■ CONSIGNE A
Indiquez si chacune des affirmations suivantes s'accorde avec l'article sur les premiers secours en Tunisie. (i) En 2018, les accidents de circulation ont fait 1205 décès en Tunisie. (ii) Le nombre des morts sur la route a augmenté depuis 2018. (iii) Les premiers secours peuvent concerner des victimes de détresse psychologique.
■ CONSIGNE B
Répondez aux questions suivantes à partir de l'article sur les premiers secours en Tunisie.
(i) Sur quelle chaîne l'émission politique était-elle retransmise ?
(ii) Combien de blessés les accidents de circulation de 2018 ont-ils faits ?
(iii) Combien de vies l'expert en sauvetage humain estime-t-il qu'on aurait pu sauver ?
■ CONSIGNE C
Reprenez l'article sur les premiers secours en Tunisie à la suite de sa dernière phrase.

Le malaise fait par l’ancien Président du gouvernement Habib Essid, en pleine retransmission en direct d’une émission politique sur la la chaîne d’infos arabophone France 24, pose en fait, au-delà de son aspect regrettable pour cet homme aussi respecté que respectable, la question de la capacité des citoyens tunisiens à se porter mutuellement les premiers secours.
Dans un pays comme le nôtre, qui bat des records en matière d’accidents domestiques et de circulation routière, combien de vies pourrait-on sauver à chaque fois grâce à des gestes simples et faciles à apprendre?
En l’année 2018 la Tunisie a enregistré 5877 accidents de circulation qui ont fait 1205 décès et 8869 blessés. C’est là une moyenne ordinaire, même si le nombre des morts sur la route a légèrement baissé depuis. Mais la question est: combien de vies aura-t-on pu sauver parmi les 1205 victimes décédées? La réponse, c’est un expert en sauvetage humain qui nous la donne: le un tiers au moins, affirme-il, soit 400 vies, si et si seulement les témoins présents sur les lieux des accidents savaient pratiquer les premiers gestes de secours et les apporter aux accidentés.
Certes les premiers secours ne concernent pas que les accidents de la routes. Ils peuvent aussi intéresser des victimes de détresse psychologique, et intervenir lors de catastrophes naturelles. Dans tous les cas cela s’apprend. Cela s’apprend, évidemment, dans l’institution scolaire, de l’école primaire au lycée. Et cela devrait être obligatoire. C’est aujourd’hui une nécessité impérieuse. C’est une œuvre de salut public.

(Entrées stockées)
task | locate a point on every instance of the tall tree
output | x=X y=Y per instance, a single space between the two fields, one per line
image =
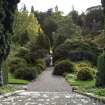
x=7 y=10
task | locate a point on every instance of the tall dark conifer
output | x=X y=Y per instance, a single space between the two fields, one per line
x=7 y=11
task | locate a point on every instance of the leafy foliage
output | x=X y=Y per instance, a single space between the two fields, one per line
x=7 y=10
x=101 y=71
x=64 y=66
x=76 y=51
x=85 y=74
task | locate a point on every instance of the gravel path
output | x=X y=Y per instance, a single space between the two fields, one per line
x=48 y=90
x=49 y=83
x=48 y=98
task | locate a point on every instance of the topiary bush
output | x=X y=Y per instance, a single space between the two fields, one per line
x=26 y=73
x=64 y=66
x=85 y=74
x=100 y=78
x=77 y=51
x=15 y=63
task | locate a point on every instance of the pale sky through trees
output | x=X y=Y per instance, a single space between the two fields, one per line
x=64 y=5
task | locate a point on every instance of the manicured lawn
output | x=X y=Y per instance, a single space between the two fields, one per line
x=84 y=86
x=13 y=80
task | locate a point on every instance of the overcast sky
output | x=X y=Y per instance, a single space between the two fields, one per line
x=64 y=5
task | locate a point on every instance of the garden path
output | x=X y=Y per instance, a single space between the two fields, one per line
x=48 y=90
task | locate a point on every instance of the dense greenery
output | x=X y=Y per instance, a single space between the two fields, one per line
x=85 y=74
x=7 y=10
x=76 y=51
x=62 y=67
x=101 y=71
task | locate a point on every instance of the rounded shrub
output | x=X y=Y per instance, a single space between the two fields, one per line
x=41 y=63
x=85 y=74
x=15 y=63
x=64 y=66
x=27 y=73
x=100 y=78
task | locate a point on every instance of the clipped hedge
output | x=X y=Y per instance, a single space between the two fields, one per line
x=64 y=66
x=85 y=74
x=100 y=80
x=26 y=73
x=77 y=51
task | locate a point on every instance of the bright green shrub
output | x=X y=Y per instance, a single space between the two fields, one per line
x=41 y=63
x=24 y=72
x=15 y=63
x=77 y=51
x=22 y=52
x=64 y=66
x=85 y=74
x=100 y=81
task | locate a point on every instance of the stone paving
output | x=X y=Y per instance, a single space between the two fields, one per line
x=48 y=90
x=49 y=83
x=48 y=98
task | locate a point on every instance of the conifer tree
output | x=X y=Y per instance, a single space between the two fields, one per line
x=7 y=11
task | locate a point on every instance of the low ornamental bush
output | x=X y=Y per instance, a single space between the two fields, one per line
x=26 y=73
x=64 y=66
x=85 y=74
x=100 y=78
x=15 y=63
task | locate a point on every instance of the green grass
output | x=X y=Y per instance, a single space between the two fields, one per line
x=13 y=80
x=84 y=86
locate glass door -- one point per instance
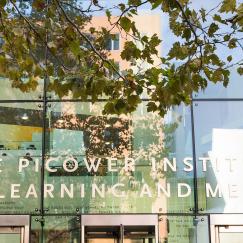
(12, 234)
(102, 234)
(14, 229)
(139, 234)
(119, 228)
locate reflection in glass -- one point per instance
(91, 160)
(219, 140)
(184, 229)
(59, 229)
(20, 157)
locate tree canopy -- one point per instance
(55, 40)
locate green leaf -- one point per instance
(212, 29)
(125, 23)
(151, 106)
(240, 70)
(229, 58)
(39, 5)
(228, 6)
(3, 3)
(232, 43)
(156, 3)
(226, 37)
(108, 14)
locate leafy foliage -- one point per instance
(56, 41)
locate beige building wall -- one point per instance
(146, 23)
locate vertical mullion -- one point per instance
(194, 163)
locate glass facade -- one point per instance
(62, 160)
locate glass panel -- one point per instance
(10, 234)
(219, 141)
(183, 229)
(31, 92)
(20, 157)
(55, 229)
(232, 234)
(233, 90)
(81, 137)
(102, 234)
(141, 234)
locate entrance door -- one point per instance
(119, 229)
(14, 229)
(226, 228)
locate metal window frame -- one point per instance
(22, 221)
(120, 220)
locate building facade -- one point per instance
(71, 174)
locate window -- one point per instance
(113, 42)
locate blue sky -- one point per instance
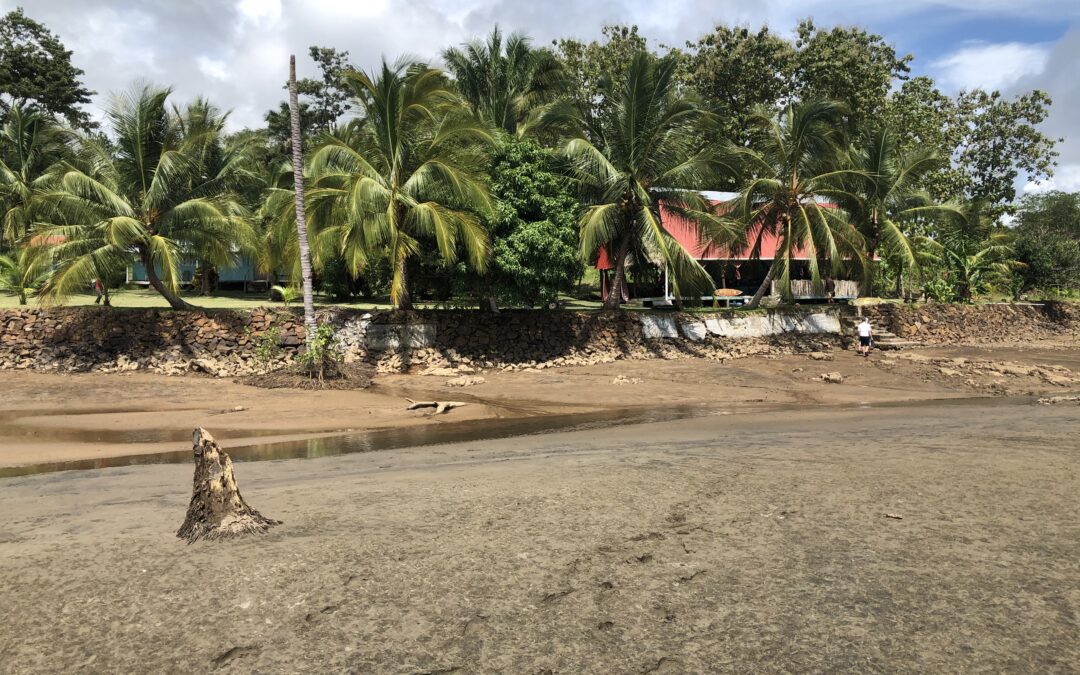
(235, 52)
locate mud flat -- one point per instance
(720, 543)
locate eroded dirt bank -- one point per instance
(728, 543)
(53, 417)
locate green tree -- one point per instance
(795, 161)
(1002, 140)
(505, 82)
(648, 148)
(407, 173)
(848, 65)
(975, 254)
(920, 117)
(324, 99)
(988, 139)
(890, 201)
(30, 143)
(596, 69)
(23, 271)
(1048, 241)
(534, 227)
(36, 70)
(734, 69)
(150, 194)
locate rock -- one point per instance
(466, 381)
(1057, 400)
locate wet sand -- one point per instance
(726, 543)
(51, 418)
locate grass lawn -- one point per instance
(145, 297)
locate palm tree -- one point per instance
(647, 149)
(30, 143)
(890, 200)
(796, 162)
(152, 193)
(299, 215)
(503, 83)
(975, 255)
(22, 272)
(408, 171)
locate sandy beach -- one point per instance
(753, 537)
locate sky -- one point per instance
(235, 52)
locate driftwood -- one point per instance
(441, 406)
(217, 511)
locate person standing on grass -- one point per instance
(865, 337)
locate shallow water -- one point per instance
(436, 433)
(365, 442)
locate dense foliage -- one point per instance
(499, 180)
(1048, 242)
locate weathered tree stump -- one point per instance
(217, 511)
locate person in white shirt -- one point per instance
(865, 337)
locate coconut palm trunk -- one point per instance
(403, 298)
(174, 299)
(619, 278)
(301, 225)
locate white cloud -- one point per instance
(1066, 178)
(990, 65)
(259, 11)
(213, 68)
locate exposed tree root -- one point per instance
(217, 511)
(441, 406)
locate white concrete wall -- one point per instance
(400, 336)
(753, 325)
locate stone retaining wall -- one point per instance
(224, 342)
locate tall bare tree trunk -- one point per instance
(301, 221)
(404, 297)
(174, 300)
(217, 511)
(766, 285)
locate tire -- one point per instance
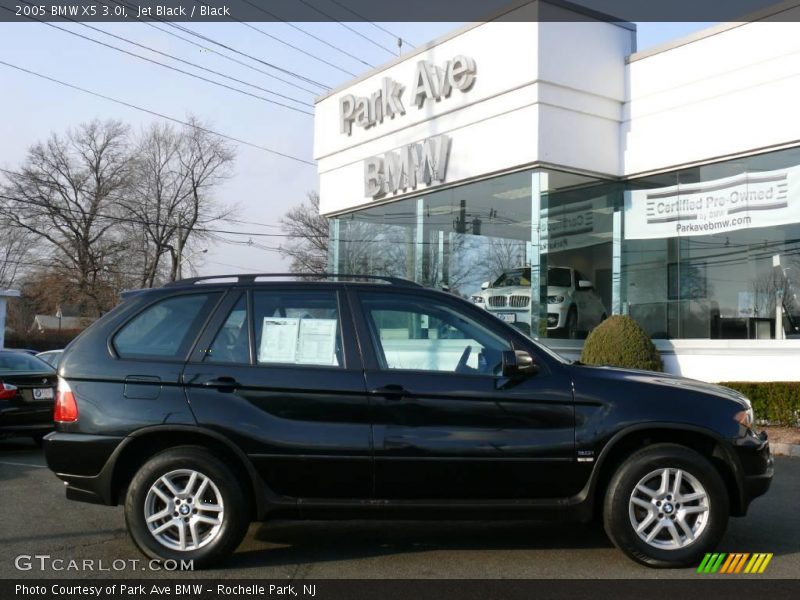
(705, 517)
(571, 326)
(149, 495)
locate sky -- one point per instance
(264, 185)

■ RÉPONSE ATTENDUE A
(i) Oui : « En l’année 2018 la Tunisie a enregistré 5877 accidents de circulation qui ont fait 1205 décès et 8869 blessés. »
(ii) Non : « même si le nombre des morts sur la route a légèrement baissé depuis »
(iii) Oui : « Ils peuvent aussi intéresser des victimes de détresse psychologique, et intervenir lors de catastrophes naturelles. »

■ RÉPONSE ATTENDUE B
(i) Sur France 24, la chaîne d'infos arabophone.
(ii) 8869 blessés.
(iii) Au moins un tiers des 1205 victimes décédées, soit 400 vies.

■ RÉPONSE ATTENDUE C
C’est, enfin, un acte de citoyenneté. On a vu comment notre peuple- la femme en tête -a vite développé une vraie et précieuse culture sur la Covid-19 qui a permis de limiter les dégâts de cette terrible pandémie, et ce malgré le peu de moyens existants et une organisation par trop hésitante, et des médias plus enclins à faire dans le sensationnel et le catastrophisme que dans l’information et la pédagogie.
En matière de secourisme cela devrait être la même chose: faire confiance à la capacité du Tunisien d’apprendre vite et de transmettre assurément la connaissance et la pratique des premiers secours comme une culture spécifique d’un pays qui ne peut tolérer de voir ses citoyens mourir dans l’ignorance et l’indifférence parce que on ne leur a pas appris les petits gestes simples qui sauvent. C’est donc aux autorités sanitaires, aux institutions scolaires, et autre société civile de s’y mettre et de conjuguer leurs efforts.
L’accident dont a été victime l’ancien président du gouvernement devant des journalistes chevronnés ne devrait pas passer comme un accident justement passager.